* [Task instructions] Please copy all of the material below line for line, leaving the pictures out.

--- start Input data ---

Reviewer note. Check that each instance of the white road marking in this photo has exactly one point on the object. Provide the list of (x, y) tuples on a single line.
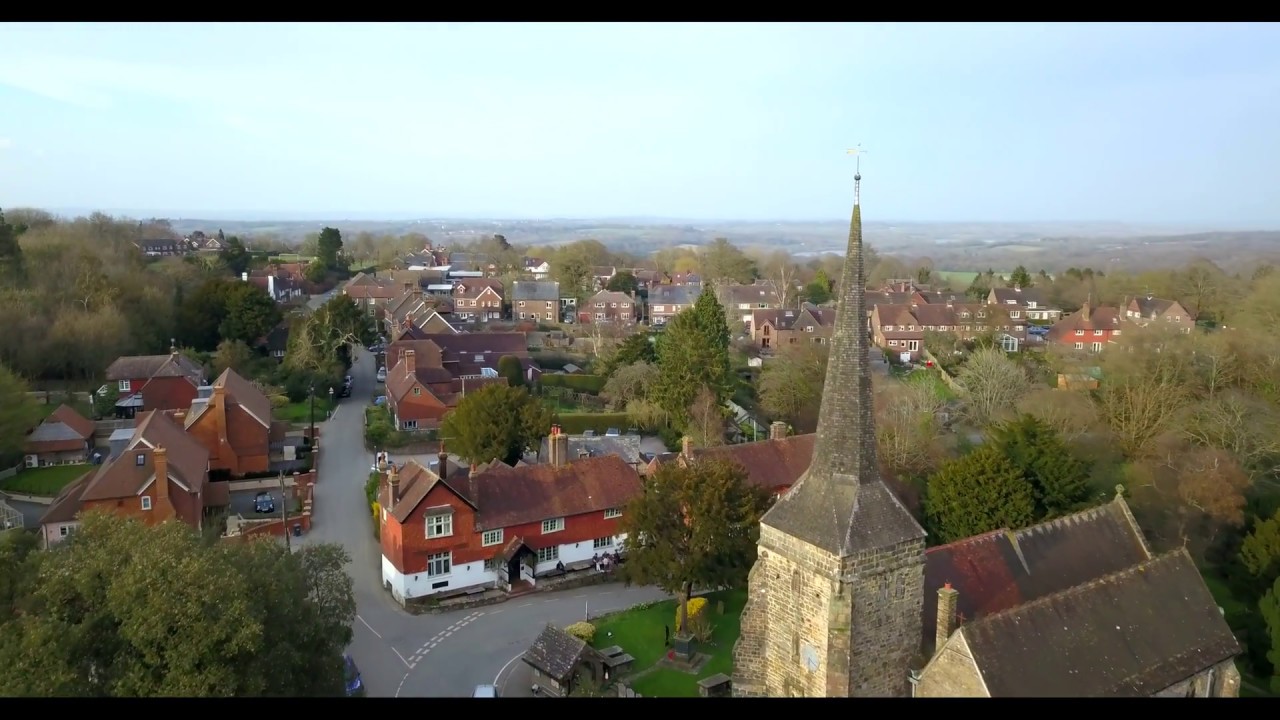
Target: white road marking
[(368, 625), (398, 688), (510, 662)]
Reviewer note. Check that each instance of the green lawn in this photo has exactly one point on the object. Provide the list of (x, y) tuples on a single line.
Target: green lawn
[(640, 633), (44, 481), (300, 413)]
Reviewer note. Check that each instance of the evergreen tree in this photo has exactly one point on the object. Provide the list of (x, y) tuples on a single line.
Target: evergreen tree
[(693, 352)]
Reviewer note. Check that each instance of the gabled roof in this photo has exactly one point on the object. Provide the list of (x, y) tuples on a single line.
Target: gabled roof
[(536, 291), (530, 493), (137, 367), (1002, 569), (1125, 634), (556, 654)]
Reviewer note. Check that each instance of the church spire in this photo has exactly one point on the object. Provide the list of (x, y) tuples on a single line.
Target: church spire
[(840, 502)]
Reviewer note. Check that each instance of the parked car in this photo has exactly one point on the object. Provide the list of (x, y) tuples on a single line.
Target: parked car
[(264, 502), (355, 684)]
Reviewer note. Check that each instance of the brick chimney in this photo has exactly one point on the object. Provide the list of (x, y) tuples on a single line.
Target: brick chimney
[(949, 600), (160, 461), (557, 447)]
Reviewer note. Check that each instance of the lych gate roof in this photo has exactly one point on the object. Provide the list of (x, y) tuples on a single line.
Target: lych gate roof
[(1127, 634)]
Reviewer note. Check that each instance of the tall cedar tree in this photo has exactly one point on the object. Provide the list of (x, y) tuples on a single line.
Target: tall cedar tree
[(329, 249), (1059, 478), (124, 610), (978, 493), (693, 525), (693, 352), (497, 422)]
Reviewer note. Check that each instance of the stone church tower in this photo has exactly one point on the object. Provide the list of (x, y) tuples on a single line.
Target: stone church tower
[(835, 598)]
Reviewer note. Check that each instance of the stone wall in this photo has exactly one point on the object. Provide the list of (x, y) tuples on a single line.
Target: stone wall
[(822, 627)]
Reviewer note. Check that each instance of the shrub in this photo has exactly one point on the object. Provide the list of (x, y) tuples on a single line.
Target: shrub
[(584, 632), (696, 606)]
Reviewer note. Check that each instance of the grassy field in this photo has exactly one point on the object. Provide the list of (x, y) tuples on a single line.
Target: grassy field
[(640, 633), (46, 482), (300, 413)]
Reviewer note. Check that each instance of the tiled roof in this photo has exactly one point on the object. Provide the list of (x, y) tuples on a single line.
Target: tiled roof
[(556, 654), (1002, 569), (516, 496), (137, 367), (1127, 634)]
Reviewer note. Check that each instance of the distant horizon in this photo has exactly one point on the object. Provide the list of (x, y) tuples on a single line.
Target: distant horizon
[(302, 217)]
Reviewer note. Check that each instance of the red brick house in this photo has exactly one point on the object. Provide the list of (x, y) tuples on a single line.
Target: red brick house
[(609, 306), (64, 437), (1159, 313), (154, 382), (161, 474), (1086, 331), (498, 527), (478, 299), (233, 423)]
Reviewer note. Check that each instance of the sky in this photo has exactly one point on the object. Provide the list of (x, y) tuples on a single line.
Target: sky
[(1141, 123)]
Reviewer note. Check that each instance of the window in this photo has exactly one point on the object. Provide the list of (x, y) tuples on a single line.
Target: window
[(439, 564), (439, 525)]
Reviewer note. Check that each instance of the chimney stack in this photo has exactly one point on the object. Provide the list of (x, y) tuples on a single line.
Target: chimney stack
[(947, 607), (777, 429), (160, 461)]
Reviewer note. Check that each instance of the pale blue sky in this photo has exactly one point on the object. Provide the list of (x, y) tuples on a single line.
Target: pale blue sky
[(1161, 123)]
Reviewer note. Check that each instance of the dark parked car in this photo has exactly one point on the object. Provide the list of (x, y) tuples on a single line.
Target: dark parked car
[(355, 684), (264, 502)]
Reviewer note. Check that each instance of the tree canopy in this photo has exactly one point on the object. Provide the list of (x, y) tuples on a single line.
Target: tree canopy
[(693, 525), (124, 610), (497, 422)]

--- end Input data ---

* [Answer to this exercise]
Reviewer note. Check that each instance of the white road marking in this photo has exactly one point on the object. Provide the list of (x, y) tuples on a single line.
Target: white road marking
[(368, 625), (398, 688), (510, 662)]
Reviewer note. Check that each instance of the green lawn in this photo has exactly one point on the object. Provide the list of (x, y) tuples on a single line.
Target: green lawn
[(640, 633), (44, 481), (300, 413)]
Reviewer note. Check that each instance of the evergreen tree in this photo has exactly one point on the object. Provide the list of (x, y) tuples on a single line.
Target: evergreen tree
[(693, 352)]
Reviewer note. Check that each instance of the gabled roof in this photo has exactly one point on the object. Provide the list of (x, y) tuples on a single line.
Target: gabled roof
[(536, 291), (530, 493), (137, 367), (1002, 569), (1125, 634), (556, 654)]
Reviewer note. Check that each instance of the church spire in this photo has exactly one point on the object. Provide the list of (x, y) tuples on a single line.
Target: church spire
[(840, 502)]
Reviewer note. Check that each instance of the parked car in this photo has exactly one point on the object. Provide the list of (x, y) tuples on a single line.
Target: parked car
[(264, 502), (355, 684)]
Reviewer note. Check that each instance of the brick chimney in this photo has exactly one point on the object. Provide the list of (x, y) tuples on a single line.
Target: brick chimney
[(949, 600), (160, 461), (557, 447)]
Reviewer note. Check that each instance of the lych gate roof in this photo has exactly one point on the object. Provide the list of (x, y) tuples on a single line.
Target: lych gate roof
[(1127, 634)]
Reviewer note. Check that each instance of the tall cedar tree in this photo has exactly one point on the object. Provide the list of (x, y) tuples on a single line.
Target: tall cedar tree
[(329, 249), (1059, 478), (124, 610), (978, 493), (693, 525), (693, 352), (497, 422)]
Reviewer note. Check that each instance of the stone church tower in this photo has exactly one point on the object. Provide the list of (x, y) tuples on a single line.
Target: stone church tower
[(835, 598)]
Reviewer note. Check that each instance of the stone wall in this photo has exactly one point on the object. Provide the list of (x, y) tuples on a single line.
Target: stone wall
[(822, 627)]
Reviewer note. Check that each instance of the shrub in this photo has exactly one point on the object. Provide the list of (x, y) tuples on a single line.
Target: shrub
[(584, 632), (696, 606)]
Reviewer note. Check that each instance of the grassy field in this photo has exactly one point on the object. Provide the list of (x, y) tuples on a single line.
Target: grassy field
[(640, 633), (46, 482), (300, 413)]
Reviewer note. Check that each instance of the tiled roof in this photo has exactly one point on the object. Provide the list of (x, y) tuples on a single line.
Target: tiled roof
[(556, 654), (1002, 569), (516, 496), (137, 367), (1127, 634)]
Reviewer note. Check that each instance of the distant horizon in this photo has exactly one point on the object. Provide the list of (x, y) tuples on a single line.
Target: distant horizon
[(302, 217)]
Reviewer note. Check that each instance of the red brick house in this photo has exactly one point on the object. Provide the list of (x, y) tuples on a single line.
Target: red brick house
[(609, 306), (64, 437), (1159, 313), (154, 382), (161, 474), (1086, 331), (498, 527), (478, 299), (233, 423)]
Reviewer note. Check that each instance of the sky in this photo has exactly one point on the object. Provide the list of (x, y) tuples on a single line.
Target: sky
[(1141, 123)]
Reviewer note. Check that each instance of the window in this photo has exactly one point on the object. Provide the list of (x, y) tuples on a single line.
Target: window
[(439, 564), (439, 525)]
Reviewer note. Check that each instance of the chimney stack in this photo has exactly one point on the object. Provide the list of (x, y) tuples on a single line.
Target: chimney stack
[(947, 607), (777, 429), (160, 461)]
Reviewer note. Check that each instance of the pale blue sky in this photo has exactly one point on the object. Provide the list of (x, y) tuples on a single line.
Target: pale blue sky
[(1161, 123)]
Reviewer note. Check that each instance of the dark parked car in this photo has exactly one point on the object. Provide the list of (x, y) tuples on a single line.
Target: dark parked car
[(355, 684), (264, 502)]
Reviewer note. Check that each instance of the tree canopy in this photo has exactly one point on the object. Provide the list of (x, y) tuples on a single line.
Target: tree canopy
[(693, 525), (124, 610), (497, 422)]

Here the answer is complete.